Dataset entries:
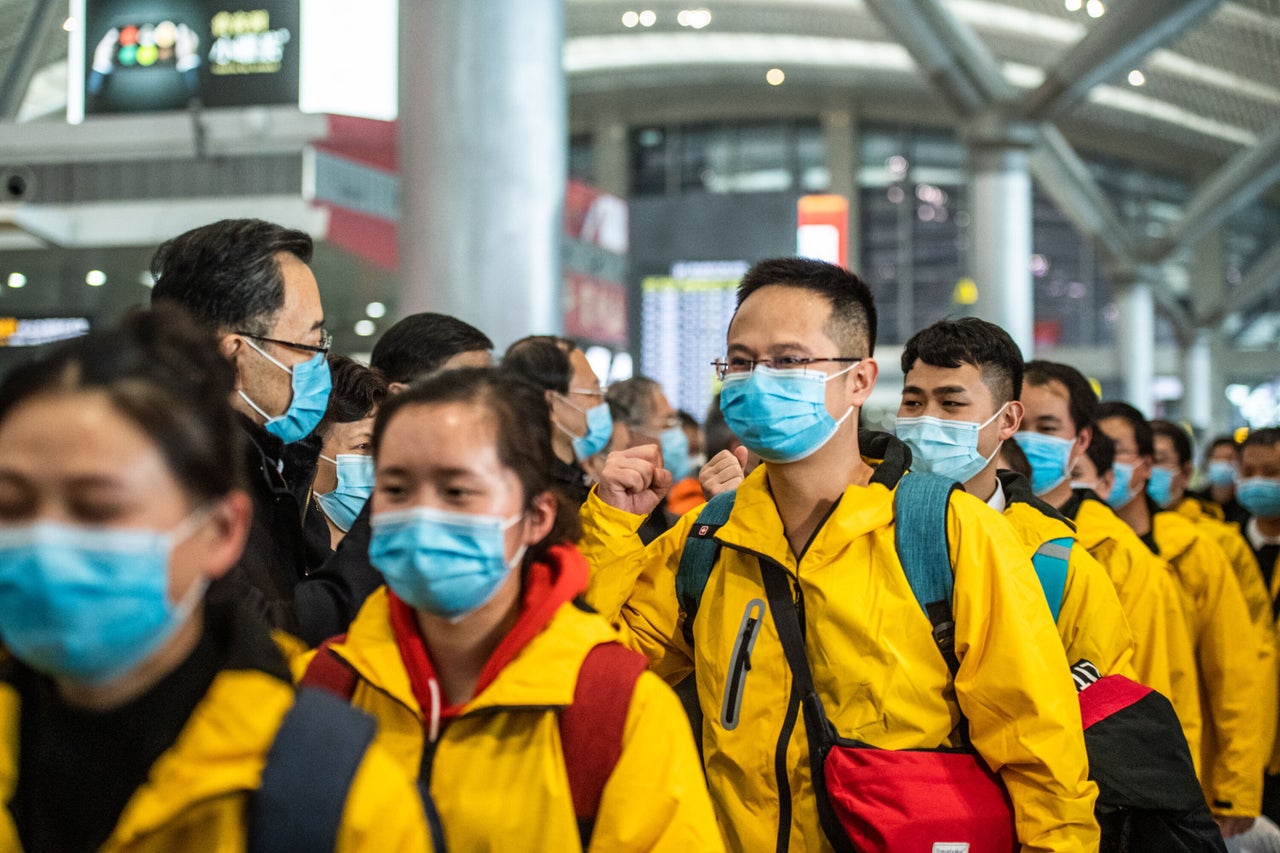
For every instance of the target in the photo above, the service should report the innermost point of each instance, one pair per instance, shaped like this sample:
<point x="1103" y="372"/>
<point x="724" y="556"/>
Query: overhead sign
<point x="149" y="55"/>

● Problem statement
Restate every record exactly, please; do not copy the pictures.

● Task response
For every instance of the target in the photo above, the service should report the innermost point of each instance, one pair per instance, shaped like this sample:
<point x="1103" y="372"/>
<point x="724" y="556"/>
Query: overhead sign
<point x="149" y="55"/>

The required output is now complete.